▶ **Excerpt provided**
It is difficult to reconcile how new Chong is to the proverbial game with the sophistication of his body of work. Having emerged from the murky depths of Manchester a mere six years ago, he has in that short time come to be near synonymous with some of the most memorable art in the medium: his efforts have graced the covers and interiors of exclusive limited editions of fiction by a veritable who's-who of genre authors, including the likes of Stephen King, John Scalzi, Carlos Ruiz Zafon and Joe Hill. Today, his work is not only highly sought-after, but surer than even to imprint itself upon your psyche, stealing, as Simon Clark testifies, "into your midnight dreams" and informing your impression of those stories to which a Chong cover is the only certain imagery.
Going from Altered Visions, Chong, it seems, is a man of few words. On his cover for the Subterranean Press edition of Richard K. Morgan's The Steel Remains, he remarks: "I wanted this image to be very simple and striking and for the figure to look imposing and have a statuesque quality about it." This on a piece that is perhaps the least remarkable of all the artwork brought together for this 48-page, A5 format hardcover collection - an iteration of that fantasy figure with a sword archetype made distinct only by a texture that puts me in mind of handmade paper.

▶ **Material shown**
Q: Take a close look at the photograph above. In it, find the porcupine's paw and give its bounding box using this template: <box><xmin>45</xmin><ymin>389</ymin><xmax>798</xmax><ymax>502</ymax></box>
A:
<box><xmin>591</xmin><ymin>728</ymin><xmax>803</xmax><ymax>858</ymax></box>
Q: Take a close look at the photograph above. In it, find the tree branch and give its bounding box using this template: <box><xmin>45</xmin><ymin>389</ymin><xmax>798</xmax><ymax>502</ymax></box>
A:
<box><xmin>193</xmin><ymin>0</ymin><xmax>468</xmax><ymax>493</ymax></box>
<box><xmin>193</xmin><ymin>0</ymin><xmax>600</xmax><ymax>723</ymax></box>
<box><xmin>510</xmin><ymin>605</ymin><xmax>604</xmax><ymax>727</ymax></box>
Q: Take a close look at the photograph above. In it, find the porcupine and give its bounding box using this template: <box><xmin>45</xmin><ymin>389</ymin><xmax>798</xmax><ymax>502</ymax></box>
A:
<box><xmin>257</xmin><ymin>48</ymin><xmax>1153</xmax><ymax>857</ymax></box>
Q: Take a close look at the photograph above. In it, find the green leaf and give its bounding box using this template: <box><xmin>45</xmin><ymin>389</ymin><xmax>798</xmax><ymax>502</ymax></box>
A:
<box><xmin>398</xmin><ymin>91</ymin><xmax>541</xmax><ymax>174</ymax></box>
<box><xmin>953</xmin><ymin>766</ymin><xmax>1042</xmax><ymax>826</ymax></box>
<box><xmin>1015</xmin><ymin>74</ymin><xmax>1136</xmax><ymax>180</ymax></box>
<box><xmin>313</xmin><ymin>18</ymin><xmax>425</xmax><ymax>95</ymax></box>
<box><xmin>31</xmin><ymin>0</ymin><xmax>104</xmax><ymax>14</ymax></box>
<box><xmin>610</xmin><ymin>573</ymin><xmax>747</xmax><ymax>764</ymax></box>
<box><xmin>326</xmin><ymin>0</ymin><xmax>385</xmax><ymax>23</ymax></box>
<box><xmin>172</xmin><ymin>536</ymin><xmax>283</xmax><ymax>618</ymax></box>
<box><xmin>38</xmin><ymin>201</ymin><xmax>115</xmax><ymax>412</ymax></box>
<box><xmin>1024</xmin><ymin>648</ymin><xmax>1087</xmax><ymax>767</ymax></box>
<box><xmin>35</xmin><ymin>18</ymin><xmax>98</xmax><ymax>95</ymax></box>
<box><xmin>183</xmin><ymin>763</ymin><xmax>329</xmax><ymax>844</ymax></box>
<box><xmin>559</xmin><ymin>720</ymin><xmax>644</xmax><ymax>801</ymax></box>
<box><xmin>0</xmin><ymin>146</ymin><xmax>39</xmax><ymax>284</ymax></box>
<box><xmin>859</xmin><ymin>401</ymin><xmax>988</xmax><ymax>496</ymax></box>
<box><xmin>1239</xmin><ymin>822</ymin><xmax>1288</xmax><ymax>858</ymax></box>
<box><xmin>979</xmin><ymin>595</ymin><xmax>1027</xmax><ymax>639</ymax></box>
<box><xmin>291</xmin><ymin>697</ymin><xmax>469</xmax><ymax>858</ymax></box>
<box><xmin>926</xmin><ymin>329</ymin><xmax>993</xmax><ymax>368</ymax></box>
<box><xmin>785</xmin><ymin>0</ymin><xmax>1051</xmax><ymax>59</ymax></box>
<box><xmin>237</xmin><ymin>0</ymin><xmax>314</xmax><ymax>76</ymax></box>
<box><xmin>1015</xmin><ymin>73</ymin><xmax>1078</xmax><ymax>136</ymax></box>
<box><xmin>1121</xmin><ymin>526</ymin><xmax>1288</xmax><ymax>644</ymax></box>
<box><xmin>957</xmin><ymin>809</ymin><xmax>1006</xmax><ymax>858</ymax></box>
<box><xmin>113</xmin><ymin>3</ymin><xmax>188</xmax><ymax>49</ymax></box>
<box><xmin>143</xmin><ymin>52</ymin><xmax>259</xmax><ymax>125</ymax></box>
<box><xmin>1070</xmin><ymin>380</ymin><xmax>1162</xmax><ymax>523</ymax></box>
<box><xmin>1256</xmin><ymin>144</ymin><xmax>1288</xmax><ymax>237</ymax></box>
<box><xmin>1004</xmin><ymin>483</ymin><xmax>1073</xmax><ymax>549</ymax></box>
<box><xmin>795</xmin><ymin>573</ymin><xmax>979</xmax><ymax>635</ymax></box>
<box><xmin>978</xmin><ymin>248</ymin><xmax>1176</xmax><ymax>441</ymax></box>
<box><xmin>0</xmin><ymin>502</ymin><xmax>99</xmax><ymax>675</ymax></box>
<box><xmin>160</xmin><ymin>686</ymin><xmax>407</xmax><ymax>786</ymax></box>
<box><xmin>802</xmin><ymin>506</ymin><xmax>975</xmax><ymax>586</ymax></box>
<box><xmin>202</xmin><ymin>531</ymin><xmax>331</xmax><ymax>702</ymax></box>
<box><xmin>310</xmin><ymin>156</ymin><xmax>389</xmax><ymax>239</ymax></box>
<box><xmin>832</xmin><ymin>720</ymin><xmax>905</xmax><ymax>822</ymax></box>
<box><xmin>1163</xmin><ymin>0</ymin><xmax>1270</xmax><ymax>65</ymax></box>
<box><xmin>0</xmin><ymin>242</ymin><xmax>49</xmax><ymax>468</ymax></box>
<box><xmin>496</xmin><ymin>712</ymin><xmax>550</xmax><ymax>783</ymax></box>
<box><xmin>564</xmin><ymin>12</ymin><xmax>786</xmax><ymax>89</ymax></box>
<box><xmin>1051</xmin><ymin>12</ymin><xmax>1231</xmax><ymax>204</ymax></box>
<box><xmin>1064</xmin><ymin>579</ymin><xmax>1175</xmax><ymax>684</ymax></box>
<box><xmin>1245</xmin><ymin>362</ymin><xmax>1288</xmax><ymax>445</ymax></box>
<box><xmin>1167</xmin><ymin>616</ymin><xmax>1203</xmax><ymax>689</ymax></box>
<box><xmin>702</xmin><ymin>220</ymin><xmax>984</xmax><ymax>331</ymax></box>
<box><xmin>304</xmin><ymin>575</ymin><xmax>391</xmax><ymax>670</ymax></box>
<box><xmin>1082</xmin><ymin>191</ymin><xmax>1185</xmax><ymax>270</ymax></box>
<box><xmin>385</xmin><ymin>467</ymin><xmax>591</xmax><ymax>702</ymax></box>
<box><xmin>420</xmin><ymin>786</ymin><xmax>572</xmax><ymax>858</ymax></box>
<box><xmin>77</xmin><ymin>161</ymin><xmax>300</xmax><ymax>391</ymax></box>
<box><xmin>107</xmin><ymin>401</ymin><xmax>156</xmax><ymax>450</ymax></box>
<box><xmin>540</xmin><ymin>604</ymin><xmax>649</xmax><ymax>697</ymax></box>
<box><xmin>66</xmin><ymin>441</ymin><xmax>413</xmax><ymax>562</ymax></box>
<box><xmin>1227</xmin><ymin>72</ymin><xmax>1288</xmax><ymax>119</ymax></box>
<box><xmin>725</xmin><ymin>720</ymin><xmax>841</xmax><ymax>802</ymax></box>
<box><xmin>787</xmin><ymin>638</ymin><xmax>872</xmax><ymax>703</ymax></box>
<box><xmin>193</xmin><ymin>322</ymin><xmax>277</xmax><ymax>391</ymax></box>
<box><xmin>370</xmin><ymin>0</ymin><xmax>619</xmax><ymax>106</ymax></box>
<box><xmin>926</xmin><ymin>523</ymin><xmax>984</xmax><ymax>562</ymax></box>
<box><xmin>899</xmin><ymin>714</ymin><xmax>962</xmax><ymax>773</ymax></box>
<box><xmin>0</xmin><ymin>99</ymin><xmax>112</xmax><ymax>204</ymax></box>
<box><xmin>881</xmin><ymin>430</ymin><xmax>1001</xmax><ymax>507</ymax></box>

▶ **Task requirements**
• A. Could you repeat the passage on Chong's artwork, starting with "Going from Altered" and going on through "of handmade paper."?
• B. How many lines in the records contain the string "porcupine"? Reply with the number alone.

▶ **Solutions**
• A.
Going from Altered Visions, Chong, it seems, is a man of few words. On his cover for the Subterranean Press edition of Richard K. Morgan's The Steel Remains, he remarks: "I wanted this image to be very simple and striking and for the figure to look imposing and have a statuesque quality about it." This on a piece that is perhaps the least remarkable of all the artwork brought together for this 48-page, A5 format hardcover collection - an iteration of that fantasy figure with a sword archetype made distinct only by a texture that puts me in mind of handmade paper.

• B. 2